■ **Directions for this task**:
Check the three numbered statements against the article on air quality funding below, and answer each with yes or no plus the deciding words of the article, quoted.
1. Japan was the top contributor to outdoor air quality funding over the past five years.
2. Most funding for outdoor air quality projects is given as grants.
3. At COP26, 34 countries and five public finance institutions agreed to halt international public financing for fossil fuels by the end of 2023.

■ **Selected extract**:
In 2021, clean air initiatives received more financial support than fossil fuel projects for the first time ever, but more needs to be done
A new report reveals that only 1% of global development funds and 2% of climate finance are allocated to addressing outdoor air pollution. While air pollution poses the greatest environmental threat today, securing funding has always been a challenge in the fight for clean air. In an effort to expedite progress, researchers conducted a study on funding for outdoor air quality, providing policymakers, funders, and activists with transparent and compelling evidence.
Air pollution not only significantly contributes to climate change, biodiversity loss, and health problems, but also results in 7 million premature deaths annually, according to the Clean Air Fund. Currently, the focus has shifted to heatwaves caused by climate change, which have caused numerous deaths worldwide, including in India.
However, air quality tends to deteriorate during heatwaves. Addressing this concern, the World Meteorological Organization (WMO) emphasized in a recent report that climate change and air pollution must be dealt with together. This sentiment is echoed in the new report by the global philanthropic organization Clean Air Fund, titled The State of Global Air Quality Funding 2023.
While clean air projects received more funding than fossil fuel projects for the first time in 2021, the report underscores the ongoing insufficiency of funds dedicated to air quality. Despite the US Environmental Protection Agency’s estimation that every $1 spent on air pollution control results in $30 in economic benefits, many international donors continue to overlook projects that address air pollution. Over the past six years, only 1% of global development funds ($2.5 billion per year) and 2% of international public climate finance ($1.66 billion per year) have been directed towards combating air pollution, as stated in the report.
Japan emerged as the top contributor to outdoor air quality funding over the past five years, followed by the Asia Development Bank and Asia Infrastructure Investment Bank. The top 10 contributors accounted for 97% of total funding for outdoor air quality projects.
The report also noted progress in reducing funding for projects that prolong the use of coal-fired power. Since 2019, there has been a decline in funding for such projects. Additionally, in 2021, global development funding for outdoor air quality projects ($2.3 billion) surpassed funding for projects that prolong the use of fossil fuels ($1.5 billion) for the first time. During the 2021 UN Climate Change Conference (COP26), 34 countries and five public finance institutions agreed to halt international public financing for fossil fuels by the end of 2022. To achieve significant outcomes, governments must commit to a complete phase-out of fossil fuels and transition to clean energy at the upcoming COP28 in December.
Moreover, the report reveals that only 2% of international public climate finance explicitly addresses outdoor air pollution. There are several financial instruments available to funders that can be used to incentivize and catalyze more funding for air quality projects. For example, green bonds, social bonds, and results-based funding can make long-term private capital accessible for air quality initiatives.
Another issue highlighted by the report is that 92% of funding for outdoor air quality projects is provided through loans ($12.9 billion), of which $5.3 billion is offered at low cost or on concessional terms. This can pose a significant burden for low- and middle-income economies, especially those already grappling with high debt due to the COVID-19 pandemic. Progress towards cleaner energy is likely to be impeded without grants.
The report offers several recommendations, including increasing grant and concessional finance to ensure that funding reaches countries and regions in need. It also suggests that multilateral development banks can play a crucial role in significantly increasing the availability of development finance for air quality. Finally, national policymakers and regulators should monitor government spending on air quality to enhance transparency and evaluate progress.

■ **Referring expression pointing data**:
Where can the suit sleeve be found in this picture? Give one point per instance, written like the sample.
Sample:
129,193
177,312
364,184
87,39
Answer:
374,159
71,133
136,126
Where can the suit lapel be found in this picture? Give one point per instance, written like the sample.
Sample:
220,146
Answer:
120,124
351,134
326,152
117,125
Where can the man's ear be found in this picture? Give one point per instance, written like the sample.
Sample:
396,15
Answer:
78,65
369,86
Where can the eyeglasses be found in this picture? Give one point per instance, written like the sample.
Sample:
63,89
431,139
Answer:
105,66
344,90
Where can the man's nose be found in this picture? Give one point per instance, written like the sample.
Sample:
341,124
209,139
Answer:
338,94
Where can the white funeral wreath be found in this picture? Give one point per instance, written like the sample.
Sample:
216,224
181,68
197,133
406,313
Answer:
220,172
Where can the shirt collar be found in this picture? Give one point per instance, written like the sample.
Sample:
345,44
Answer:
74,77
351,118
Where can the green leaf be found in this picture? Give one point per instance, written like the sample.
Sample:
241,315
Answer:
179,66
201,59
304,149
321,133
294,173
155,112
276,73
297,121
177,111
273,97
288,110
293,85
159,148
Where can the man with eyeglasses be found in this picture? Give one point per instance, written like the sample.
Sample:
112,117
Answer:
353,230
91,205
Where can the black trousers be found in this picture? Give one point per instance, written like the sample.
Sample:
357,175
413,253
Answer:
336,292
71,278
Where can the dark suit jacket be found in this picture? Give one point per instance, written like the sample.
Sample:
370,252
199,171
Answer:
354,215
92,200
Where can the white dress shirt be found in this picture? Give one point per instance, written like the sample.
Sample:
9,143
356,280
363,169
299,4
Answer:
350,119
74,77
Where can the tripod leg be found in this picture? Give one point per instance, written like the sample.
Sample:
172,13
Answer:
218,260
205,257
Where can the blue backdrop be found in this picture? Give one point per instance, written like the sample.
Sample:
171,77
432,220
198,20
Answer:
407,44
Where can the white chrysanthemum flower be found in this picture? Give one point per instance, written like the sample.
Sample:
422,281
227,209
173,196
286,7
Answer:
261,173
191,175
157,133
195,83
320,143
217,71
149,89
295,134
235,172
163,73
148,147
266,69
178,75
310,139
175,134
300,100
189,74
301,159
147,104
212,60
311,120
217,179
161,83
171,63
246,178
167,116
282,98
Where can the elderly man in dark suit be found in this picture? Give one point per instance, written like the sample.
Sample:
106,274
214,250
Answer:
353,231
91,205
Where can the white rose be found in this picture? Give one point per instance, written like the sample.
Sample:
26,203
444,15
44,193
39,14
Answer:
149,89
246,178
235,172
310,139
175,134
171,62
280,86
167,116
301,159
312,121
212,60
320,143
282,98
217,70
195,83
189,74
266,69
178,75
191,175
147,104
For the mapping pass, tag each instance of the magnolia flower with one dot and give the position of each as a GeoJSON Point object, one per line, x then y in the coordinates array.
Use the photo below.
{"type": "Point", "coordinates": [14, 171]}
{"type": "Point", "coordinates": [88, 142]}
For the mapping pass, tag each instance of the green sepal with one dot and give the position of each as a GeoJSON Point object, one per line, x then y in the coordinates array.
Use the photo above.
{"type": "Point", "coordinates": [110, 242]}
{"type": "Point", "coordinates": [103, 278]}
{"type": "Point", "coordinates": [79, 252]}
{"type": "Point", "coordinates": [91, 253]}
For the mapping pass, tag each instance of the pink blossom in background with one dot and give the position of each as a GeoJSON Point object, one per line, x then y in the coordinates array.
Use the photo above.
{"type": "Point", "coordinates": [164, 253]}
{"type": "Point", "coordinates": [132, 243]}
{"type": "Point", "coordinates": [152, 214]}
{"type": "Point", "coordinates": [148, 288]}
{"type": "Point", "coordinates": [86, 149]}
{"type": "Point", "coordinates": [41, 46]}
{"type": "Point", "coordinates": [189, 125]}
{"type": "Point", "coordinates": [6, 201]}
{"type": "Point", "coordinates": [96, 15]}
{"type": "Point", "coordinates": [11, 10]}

■ **Solution for this problem**:
1. Yes: "Japan emerged as the top contributor to outdoor air quality funding over the past five years"
2. No: "92% of funding for outdoor air quality projects is provided through loans ($12.9 billion)"
3. No: "34 countries and five public finance institutions agreed to halt international public financing for fossil fuels by the end of 2022"